If the difficult conversation is with someone you are close to and you wish to preserve the relationship, you may want to practice the recommendations made by psychiatrist David Burns. He calls them “the five secrets of effective communication.”⁴ First, Burns advises to listen carefully before offering your opinion, and work hard to honestly find as much common ground as possible. Then he suggests trying to see from the other person’s perspective, as you seek to understand the experiences that have shaped the other person’s life. Third, gently ask questions that can help you get an understanding about the other person’s thinking. Fourth, own your experience—instead of saying “you,” use “I” statements to convey what you feel. Finally, he reminds us to pepper the conversation with genuinely positive comments about the other person’s perspective as you convey your perspective.
WHAT IS MORE IMPORTANT?
However much you may try to talk to and convince someone who holds views you perceive as extreme or conspiratorial, you may not succeed. It was not for lack of trying or compassion that Jesus Himself could not hold productive conversations with individuals who held extreme views, such as the Pharisees (see, for instance, Matt. 3:7; 19:3; 23:15, 23, 25). The book of Proverbs contains clear advice about how much of your time you need to spend on those whose minds are closed (see, for instance, Prov. 14:3-13). Ecclesiastes reminds us that “to everything there is a season” (Eccl. 3:1).

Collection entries

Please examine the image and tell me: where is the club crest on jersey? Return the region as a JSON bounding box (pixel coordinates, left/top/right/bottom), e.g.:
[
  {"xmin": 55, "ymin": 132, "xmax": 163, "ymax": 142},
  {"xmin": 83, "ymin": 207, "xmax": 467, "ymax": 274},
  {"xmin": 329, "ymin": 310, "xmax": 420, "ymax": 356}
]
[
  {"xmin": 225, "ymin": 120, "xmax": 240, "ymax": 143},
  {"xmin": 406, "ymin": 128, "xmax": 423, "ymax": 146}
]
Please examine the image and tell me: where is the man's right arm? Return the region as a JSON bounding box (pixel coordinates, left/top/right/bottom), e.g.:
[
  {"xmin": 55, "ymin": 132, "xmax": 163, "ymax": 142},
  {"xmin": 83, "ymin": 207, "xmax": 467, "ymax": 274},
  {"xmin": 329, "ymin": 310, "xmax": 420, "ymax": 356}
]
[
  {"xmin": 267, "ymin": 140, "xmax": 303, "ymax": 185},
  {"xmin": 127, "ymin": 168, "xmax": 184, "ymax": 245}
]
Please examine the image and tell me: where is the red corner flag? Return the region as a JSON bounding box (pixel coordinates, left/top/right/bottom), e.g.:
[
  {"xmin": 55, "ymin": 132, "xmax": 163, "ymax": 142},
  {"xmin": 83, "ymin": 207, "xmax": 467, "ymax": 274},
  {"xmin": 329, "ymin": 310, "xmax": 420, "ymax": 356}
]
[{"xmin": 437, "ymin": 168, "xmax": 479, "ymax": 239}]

» **BRIEF**
Extend the passage on difficult conversations, starting after its final sentence. You won't need the material for this.

» **ANSWER TO THIS PROBLEM**
Here are a few suggestions. Before you engage, it might be helpful to know your own “buttons.” There may be topics dear to you that do not merit strong reactions. Consider also how central to your values and faith are the issues of disagreement. Another good piece of advice is to focus on the big picture and not yourself. Sometimes the escalation to an argument may be more about your feelings than being right.
It’s usually also helpful to determine what is more important to you: either stay in grace and be consistent with the heart of your Christian faith, or have “the last word.” Finally, keep in mind that it is better to be “a patient person than a warrior, one with self-control than one who takes a city” (Prov. 16:32, NIV).
Talking together as Christians will take more than awareness and understanding of the psychology of conspiracy theories or even the “right” technique for effective communication. We need the mind “which was also in Christ Jesus” (Phil. 2:5). By His grace we can be united with Christ, having the same love, being one in spirit and of one mind, doing nothing out of selfish ambition or conceit, “but in lowliness of mind [esteeming] others better than [ourselves], ”not looking out “only for [our] own interests, but also for the interests of others” (see Phil. 2:1-11).
¹ “Speaking of Psychology: Why People Believe in Conspiracy Theories,” available at https://www.apa.org/research/action/speaking-of-psychology/conspiracy-theories.
² M. Schurz et al., “Common Brain Areas Engaged in False Belief Reasoning and Visual Perspective Taking: A Meta-analysis of Functional Brain Imaging Studies,” Frontiers in Human Neuroscience (2013), https://doi.org/10.3389/fnhum.2013.00712.
³ Ellen G. White, The Ministry of Healing (Mountain View, Calif.: Pacific Press Pub. Assn., 1905), p. 143.
⁴ D. Burns, Feeling Good Together: The Secret to Making Troubled Relationships Work (New York: Broadway Books, 2008), pp. 95-175.